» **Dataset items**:

****************************************

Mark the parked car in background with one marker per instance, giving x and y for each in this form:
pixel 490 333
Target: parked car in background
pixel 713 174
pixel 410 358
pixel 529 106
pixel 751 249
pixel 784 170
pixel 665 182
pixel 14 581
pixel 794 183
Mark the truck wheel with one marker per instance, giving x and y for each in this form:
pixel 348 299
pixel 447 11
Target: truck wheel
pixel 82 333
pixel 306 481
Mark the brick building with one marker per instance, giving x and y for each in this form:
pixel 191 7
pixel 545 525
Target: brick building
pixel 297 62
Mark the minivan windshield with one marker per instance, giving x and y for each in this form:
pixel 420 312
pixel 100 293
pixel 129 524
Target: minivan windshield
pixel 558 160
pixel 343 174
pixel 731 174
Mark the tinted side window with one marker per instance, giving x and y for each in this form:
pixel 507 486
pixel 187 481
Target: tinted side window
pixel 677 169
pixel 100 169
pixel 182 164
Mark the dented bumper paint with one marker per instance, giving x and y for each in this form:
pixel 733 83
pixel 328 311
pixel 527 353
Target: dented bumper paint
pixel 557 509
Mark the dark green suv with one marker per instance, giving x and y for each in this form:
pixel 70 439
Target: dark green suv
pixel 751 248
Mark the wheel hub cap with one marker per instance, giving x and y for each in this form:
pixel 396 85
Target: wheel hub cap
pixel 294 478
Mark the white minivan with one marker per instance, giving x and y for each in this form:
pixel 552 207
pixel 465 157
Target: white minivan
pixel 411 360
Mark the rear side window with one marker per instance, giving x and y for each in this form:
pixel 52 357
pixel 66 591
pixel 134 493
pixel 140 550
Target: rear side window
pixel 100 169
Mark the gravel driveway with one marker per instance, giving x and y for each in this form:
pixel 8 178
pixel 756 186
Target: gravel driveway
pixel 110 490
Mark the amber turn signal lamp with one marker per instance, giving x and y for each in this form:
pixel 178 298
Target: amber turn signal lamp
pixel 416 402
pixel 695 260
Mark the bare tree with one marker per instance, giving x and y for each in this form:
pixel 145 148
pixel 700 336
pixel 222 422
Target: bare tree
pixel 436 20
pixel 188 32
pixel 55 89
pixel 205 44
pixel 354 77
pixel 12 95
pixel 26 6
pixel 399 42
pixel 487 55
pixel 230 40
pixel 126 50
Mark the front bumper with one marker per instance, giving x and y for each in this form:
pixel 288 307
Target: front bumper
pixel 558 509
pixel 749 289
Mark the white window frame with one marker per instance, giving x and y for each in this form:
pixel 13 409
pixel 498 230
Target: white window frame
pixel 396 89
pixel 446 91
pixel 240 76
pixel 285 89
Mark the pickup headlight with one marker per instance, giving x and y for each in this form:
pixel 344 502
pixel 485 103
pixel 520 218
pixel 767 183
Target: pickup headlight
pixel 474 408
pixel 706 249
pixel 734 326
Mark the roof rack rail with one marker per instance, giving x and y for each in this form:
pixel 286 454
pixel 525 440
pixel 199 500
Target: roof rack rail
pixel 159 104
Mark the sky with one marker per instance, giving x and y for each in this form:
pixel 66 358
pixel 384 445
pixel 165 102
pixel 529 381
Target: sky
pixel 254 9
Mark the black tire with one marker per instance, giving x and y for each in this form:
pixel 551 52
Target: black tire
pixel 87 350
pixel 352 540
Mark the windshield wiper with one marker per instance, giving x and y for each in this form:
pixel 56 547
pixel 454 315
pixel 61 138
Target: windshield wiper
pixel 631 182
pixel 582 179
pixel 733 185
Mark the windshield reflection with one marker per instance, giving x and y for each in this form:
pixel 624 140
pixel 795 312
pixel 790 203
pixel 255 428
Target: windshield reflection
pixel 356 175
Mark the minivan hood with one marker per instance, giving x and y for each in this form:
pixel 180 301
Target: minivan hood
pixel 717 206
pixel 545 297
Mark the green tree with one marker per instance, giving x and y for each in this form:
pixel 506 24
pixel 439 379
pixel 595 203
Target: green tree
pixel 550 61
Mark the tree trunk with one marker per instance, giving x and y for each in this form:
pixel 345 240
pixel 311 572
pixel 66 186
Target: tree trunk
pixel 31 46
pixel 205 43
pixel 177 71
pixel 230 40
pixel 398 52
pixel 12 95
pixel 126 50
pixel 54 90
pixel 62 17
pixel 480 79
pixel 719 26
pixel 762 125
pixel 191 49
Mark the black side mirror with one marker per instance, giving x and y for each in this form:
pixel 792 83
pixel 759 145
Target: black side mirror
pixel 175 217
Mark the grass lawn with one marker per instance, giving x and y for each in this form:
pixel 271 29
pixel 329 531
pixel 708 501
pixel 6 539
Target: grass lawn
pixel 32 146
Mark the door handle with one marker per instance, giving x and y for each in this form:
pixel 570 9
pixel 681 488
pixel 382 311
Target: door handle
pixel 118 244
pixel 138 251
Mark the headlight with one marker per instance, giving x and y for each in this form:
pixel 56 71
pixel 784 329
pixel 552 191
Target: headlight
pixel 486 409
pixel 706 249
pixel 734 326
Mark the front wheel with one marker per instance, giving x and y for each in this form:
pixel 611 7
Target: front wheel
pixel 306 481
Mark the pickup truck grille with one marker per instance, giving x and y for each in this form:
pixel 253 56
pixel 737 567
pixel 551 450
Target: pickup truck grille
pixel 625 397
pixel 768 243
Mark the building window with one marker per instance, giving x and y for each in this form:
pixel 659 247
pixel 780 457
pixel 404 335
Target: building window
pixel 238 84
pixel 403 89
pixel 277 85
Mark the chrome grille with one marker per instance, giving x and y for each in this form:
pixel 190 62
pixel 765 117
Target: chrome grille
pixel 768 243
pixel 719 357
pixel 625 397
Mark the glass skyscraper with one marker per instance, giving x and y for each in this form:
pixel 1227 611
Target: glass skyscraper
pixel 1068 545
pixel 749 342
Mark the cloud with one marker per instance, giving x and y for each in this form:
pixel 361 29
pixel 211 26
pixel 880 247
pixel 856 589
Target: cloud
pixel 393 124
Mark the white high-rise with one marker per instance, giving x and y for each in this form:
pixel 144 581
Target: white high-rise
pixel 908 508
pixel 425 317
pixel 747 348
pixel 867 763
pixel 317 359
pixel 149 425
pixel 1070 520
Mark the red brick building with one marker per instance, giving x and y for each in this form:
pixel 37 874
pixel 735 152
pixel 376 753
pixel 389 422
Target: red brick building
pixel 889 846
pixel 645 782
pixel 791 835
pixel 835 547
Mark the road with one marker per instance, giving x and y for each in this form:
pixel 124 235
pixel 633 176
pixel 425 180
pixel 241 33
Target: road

****************************************

» **Problem statement**: Copy word for word the part of the listing that opens with the line containing "Mark the black side" and closes with the line containing "pixel 393 124", including both of those lines.

» **Response for this exercise**:
Mark the black side mirror with one marker per instance, giving x and y for each in this form:
pixel 792 83
pixel 759 145
Target: black side mirror
pixel 175 217
Mark the grass lawn with one marker per instance, giving x and y for each in this form:
pixel 271 29
pixel 329 531
pixel 708 501
pixel 6 539
Target: grass lawn
pixel 32 146
Mark the door handle with one marker per instance, giving x and y for each in this form:
pixel 570 9
pixel 681 488
pixel 382 311
Target: door handle
pixel 118 244
pixel 138 251
Mark the headlight with one marker per instance, giving x and y for each in this form:
pixel 56 71
pixel 784 329
pixel 552 191
Target: headlight
pixel 486 409
pixel 706 249
pixel 734 326
Mark the front wheel with one marker per instance, giving x and y for each in this form:
pixel 611 7
Target: front wheel
pixel 306 481
Mark the pickup truck grille with one marker per instance, giving x and y for each in this form:
pixel 253 56
pixel 737 567
pixel 551 450
Target: pickup truck grille
pixel 625 397
pixel 768 243
Mark the building window with one marker per instance, giving x and y for each in this form:
pixel 659 247
pixel 780 457
pixel 404 335
Target: building window
pixel 238 84
pixel 403 89
pixel 277 85
Mark the chrome grille with one marker per instance, giving x and y for each in this form:
pixel 190 62
pixel 765 117
Target: chrome grille
pixel 768 243
pixel 719 357
pixel 625 397
Mark the glass skyscraper with one marker per instance, giving x and y for each in this form:
pixel 1227 611
Target: glass skyscraper
pixel 1068 545
pixel 749 342
Mark the cloud with one marker per instance, giving x and y for each in this form:
pixel 361 29
pixel 211 26
pixel 880 247
pixel 856 589
Target: cloud
pixel 393 124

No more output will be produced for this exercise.